Update the lines from the first one through the line with "[[[240,1],[0,0],[0,240],[239,239]]]" by changing every "even-odd fill rule" to "nonzero winding rule", keeping everything else the same.

*** Provided information ***

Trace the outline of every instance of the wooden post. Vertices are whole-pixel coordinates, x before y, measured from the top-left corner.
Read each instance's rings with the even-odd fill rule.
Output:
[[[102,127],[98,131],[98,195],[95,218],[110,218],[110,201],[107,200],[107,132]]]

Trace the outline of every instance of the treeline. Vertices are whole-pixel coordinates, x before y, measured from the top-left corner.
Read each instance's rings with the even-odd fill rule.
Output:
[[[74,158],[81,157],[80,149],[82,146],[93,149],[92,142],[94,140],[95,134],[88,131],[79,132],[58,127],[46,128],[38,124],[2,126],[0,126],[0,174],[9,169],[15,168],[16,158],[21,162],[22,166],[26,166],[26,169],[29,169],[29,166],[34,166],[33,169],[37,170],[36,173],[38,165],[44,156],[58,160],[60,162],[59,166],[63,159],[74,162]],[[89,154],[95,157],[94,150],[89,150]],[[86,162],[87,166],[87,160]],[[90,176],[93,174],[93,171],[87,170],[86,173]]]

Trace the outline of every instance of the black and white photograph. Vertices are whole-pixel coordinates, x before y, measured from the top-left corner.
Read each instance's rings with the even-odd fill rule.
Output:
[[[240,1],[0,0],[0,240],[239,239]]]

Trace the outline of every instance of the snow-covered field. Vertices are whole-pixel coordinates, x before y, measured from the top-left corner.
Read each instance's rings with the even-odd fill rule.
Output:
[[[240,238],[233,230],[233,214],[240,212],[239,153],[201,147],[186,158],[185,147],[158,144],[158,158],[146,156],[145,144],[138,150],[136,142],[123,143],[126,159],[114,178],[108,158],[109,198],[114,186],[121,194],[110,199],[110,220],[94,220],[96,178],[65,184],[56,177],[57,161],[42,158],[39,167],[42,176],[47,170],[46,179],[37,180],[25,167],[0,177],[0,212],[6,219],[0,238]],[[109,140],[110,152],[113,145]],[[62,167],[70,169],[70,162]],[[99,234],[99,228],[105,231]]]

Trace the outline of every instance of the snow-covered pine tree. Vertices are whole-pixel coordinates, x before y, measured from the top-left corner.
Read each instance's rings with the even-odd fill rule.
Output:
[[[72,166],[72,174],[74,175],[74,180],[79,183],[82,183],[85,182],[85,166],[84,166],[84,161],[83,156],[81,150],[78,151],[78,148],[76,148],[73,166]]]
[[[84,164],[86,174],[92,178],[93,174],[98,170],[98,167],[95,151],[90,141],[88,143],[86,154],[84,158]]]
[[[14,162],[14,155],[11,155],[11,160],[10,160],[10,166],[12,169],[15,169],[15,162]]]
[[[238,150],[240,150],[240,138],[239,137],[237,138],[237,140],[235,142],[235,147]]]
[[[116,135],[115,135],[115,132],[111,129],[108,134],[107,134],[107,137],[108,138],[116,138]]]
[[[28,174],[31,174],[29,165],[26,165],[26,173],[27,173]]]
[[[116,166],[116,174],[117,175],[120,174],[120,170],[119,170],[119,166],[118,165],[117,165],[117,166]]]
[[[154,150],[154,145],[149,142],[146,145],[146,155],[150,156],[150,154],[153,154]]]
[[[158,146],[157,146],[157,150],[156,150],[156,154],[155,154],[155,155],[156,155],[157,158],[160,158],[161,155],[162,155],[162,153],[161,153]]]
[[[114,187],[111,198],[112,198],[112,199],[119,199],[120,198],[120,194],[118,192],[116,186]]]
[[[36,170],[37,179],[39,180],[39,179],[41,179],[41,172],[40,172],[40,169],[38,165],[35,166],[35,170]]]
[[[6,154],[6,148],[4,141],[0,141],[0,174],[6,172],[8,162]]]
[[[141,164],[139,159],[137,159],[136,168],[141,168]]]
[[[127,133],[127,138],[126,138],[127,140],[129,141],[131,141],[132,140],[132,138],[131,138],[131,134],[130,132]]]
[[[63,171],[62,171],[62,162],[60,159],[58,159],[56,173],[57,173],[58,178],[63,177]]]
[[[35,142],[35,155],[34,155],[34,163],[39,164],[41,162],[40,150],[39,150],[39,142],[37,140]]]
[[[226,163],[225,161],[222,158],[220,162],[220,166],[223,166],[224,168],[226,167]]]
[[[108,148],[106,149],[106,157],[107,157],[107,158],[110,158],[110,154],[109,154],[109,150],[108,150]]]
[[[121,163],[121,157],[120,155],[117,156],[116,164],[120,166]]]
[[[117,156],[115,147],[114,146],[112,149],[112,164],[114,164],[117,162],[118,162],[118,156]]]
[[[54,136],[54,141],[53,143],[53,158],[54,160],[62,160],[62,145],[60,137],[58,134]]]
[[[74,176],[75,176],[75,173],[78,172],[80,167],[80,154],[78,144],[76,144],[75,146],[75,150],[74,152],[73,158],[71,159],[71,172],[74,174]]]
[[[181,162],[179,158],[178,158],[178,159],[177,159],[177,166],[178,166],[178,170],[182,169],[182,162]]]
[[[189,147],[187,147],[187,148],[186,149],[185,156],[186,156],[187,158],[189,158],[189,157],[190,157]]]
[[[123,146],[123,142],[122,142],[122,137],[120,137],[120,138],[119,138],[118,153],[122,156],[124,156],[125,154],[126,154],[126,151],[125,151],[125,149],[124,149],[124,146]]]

***

Written solution:
Trace the outline of every instance of the wooden post. Vertices are whole-pixel coordinates, x before y, measured from the top-left corner.
Read each instance's rings with the nonzero winding rule.
Output:
[[[102,127],[98,131],[98,195],[95,218],[110,218],[110,201],[107,200],[107,132]]]

Trace the outline of every instance of the treeline. Vertices are whole-pixel coordinates, x before y, measured from the top-left corner.
Read each instance's rings with the nonzero winding rule.
Output:
[[[74,158],[81,157],[80,149],[82,146],[93,149],[92,142],[94,140],[95,134],[88,131],[79,132],[58,127],[46,128],[38,124],[2,126],[0,126],[0,174],[9,169],[15,168],[16,158],[21,162],[22,166],[26,166],[26,169],[29,169],[29,166],[34,166],[33,169],[37,170],[36,173],[38,165],[44,156],[58,160],[60,162],[59,166],[63,159],[74,162]],[[89,154],[95,157],[94,150],[89,150]],[[86,162],[87,166],[87,160]],[[90,176],[93,174],[93,171],[87,170],[86,173]]]

Trace the outline of every instance of the black and white photograph. Vertices are whole-pixel coordinates, x before y, measured from the top-left corner.
Read each instance's rings with the nonzero winding rule.
Output:
[[[240,1],[0,0],[0,240],[239,239]]]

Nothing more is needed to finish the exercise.